* Problem details
Quote verbatim the part of the listing that opens with its first line and closes with the line containing "1084 903 L 1080", including both of those lines. Reproduce only that part.

(Recorded data)
--*--

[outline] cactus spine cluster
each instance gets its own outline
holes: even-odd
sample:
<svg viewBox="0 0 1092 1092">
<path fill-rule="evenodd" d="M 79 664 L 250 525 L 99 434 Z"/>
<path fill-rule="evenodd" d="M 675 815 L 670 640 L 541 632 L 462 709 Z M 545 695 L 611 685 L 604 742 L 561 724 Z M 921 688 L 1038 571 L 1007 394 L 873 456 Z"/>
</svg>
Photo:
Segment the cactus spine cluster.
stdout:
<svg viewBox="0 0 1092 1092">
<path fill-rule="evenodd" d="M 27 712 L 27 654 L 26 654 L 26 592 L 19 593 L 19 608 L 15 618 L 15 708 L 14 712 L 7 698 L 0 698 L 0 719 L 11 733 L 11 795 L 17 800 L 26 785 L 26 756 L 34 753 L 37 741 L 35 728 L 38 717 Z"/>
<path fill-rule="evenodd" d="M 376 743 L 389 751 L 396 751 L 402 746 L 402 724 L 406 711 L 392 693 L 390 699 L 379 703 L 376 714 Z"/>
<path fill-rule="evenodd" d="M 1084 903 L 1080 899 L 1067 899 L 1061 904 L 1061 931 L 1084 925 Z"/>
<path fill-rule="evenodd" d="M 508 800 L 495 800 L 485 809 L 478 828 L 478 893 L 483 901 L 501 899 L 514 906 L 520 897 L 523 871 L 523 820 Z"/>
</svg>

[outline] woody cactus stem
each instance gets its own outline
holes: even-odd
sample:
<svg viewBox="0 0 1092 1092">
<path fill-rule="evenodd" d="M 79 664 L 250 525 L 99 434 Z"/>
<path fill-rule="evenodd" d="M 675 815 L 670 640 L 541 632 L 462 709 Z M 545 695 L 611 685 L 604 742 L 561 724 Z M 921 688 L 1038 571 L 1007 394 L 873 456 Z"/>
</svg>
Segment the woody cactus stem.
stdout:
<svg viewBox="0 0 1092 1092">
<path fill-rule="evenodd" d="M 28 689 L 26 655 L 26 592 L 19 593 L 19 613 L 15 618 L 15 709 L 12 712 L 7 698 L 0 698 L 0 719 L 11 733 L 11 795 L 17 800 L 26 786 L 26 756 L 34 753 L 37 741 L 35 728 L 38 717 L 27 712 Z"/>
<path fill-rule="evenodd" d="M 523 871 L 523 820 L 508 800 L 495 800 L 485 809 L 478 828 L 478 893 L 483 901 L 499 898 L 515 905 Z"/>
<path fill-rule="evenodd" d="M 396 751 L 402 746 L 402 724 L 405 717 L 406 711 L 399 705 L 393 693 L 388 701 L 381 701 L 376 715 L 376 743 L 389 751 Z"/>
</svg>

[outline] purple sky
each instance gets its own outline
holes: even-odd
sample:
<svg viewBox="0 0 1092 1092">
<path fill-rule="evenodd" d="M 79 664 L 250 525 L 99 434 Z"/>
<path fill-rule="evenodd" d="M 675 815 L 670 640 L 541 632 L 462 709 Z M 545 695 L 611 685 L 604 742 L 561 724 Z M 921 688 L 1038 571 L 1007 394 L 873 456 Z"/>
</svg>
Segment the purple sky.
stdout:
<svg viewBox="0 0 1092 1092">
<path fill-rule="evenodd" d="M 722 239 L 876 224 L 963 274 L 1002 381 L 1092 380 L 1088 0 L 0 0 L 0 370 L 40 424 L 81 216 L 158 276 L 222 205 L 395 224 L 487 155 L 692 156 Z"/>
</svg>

--*--

* Answer below
[outline] cactus spine cluster
each instance gets its own outline
holes: even-odd
sample:
<svg viewBox="0 0 1092 1092">
<path fill-rule="evenodd" d="M 79 664 L 250 525 L 99 434 Z"/>
<path fill-rule="evenodd" d="M 675 815 L 670 640 L 541 632 L 462 709 Z M 545 695 L 611 685 L 604 742 L 561 724 Z M 921 688 L 1038 571 L 1007 394 L 873 456 Z"/>
</svg>
Photo:
Segment the cactus spine cluster.
stdout:
<svg viewBox="0 0 1092 1092">
<path fill-rule="evenodd" d="M 27 712 L 27 654 L 26 654 L 26 592 L 19 593 L 19 608 L 15 618 L 15 708 L 14 712 L 7 698 L 0 698 L 0 719 L 11 733 L 11 795 L 17 800 L 26 785 L 26 756 L 34 753 L 37 741 L 35 728 L 38 717 Z"/>
<path fill-rule="evenodd" d="M 376 743 L 389 751 L 396 751 L 402 746 L 402 724 L 406 711 L 392 693 L 390 699 L 379 703 L 376 714 Z"/>
<path fill-rule="evenodd" d="M 1084 903 L 1080 899 L 1067 899 L 1061 904 L 1061 931 L 1084 925 Z"/>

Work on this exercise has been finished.